::: Extract provided :::

# printable 18% gray card?



## Dweller (Jan 12, 2005)

Today I was reflecting on why I have been having some issues with exposure... something that is holding me up from trying the night shots I want to do.

I learned about an 18% gray (grey?) card for determining proper exposure in some scenes and set out to find one. I checked 3 stores but no one had any. I did finally get a tip to try a pro photo supply on the other side of town. Before calling them to see what they will charge for something like this I thought I would see if I can find a solution online.

I am not looking for professional accuracy, just something workable to help guage my built in lightmeter hehe

Google offered no help on this.. one sight had "experimented with printable 18% gray card" from a history of the site.... in 1998 hehe

Any help will be greatly appreciated


----------



## selmerdave (Jan 12, 2005)

Hey Dweller, it's probably not perfect but I just use a drawing program (I have Corel Draw) and draw box.  Then I fill it with a custom color, set to 18% grey, and print it out in greyscale.  I glued it to a piece of card stock to give it some rigidity so it's flat when I hold it in front of the camera.  I have had good results using it so I think for a poorman's solution I can recommend it.

Dave


----------



## Dweller (Jan 13, 2005)

Excellent thanks for the idea


----------



## Contra|Brett| (Jan 13, 2005)

a potential problem with this method is that your printer may not be properly calibrated.


----------



## ksmattfish (Jan 13, 2005)

Contra|Brett| said:
			
		

> a potential problem with this method is that your printer may not be properly calibrated.



Printer, monitor, etc...

Order one online.  I'm sure you can get one at the Freestyle link at the top of the page.  It's cheap, and it'll probably have all sorts of good exposure tips printed on the back.

::: Information supplied :::

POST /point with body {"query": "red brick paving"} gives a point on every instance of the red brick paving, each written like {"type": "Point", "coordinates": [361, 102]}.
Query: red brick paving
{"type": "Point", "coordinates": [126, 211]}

:::

# Exercise tasks:
[A] Can you sum up the gray card thread in two sentences?
[B] Can you extract the stretch of the gray card thread from "## Contra|Brett| (Jan" through "ksmattfish (Jan 13, 2005)"?
The material plays no part in what follows.

# Worked answers:
[A] A forum poster with exposure trouble looked for an 18% gray card and found none in three stores, then asked for an online solution that would work with a built-in light meter. One reply suggested filling a box with 18% grey in a drawing program, printing it in greyscale and gluing it to card stock, while others warned that the printer or monitor might not be properly calibrated and recommended ordering a cheap card online.

[B]
## Contra|Brett| (Jan 13, 2005)

a potential problem with this method is that your printer may not be properly calibrated.


----------



## ksmattfish (Jan 13, 2005)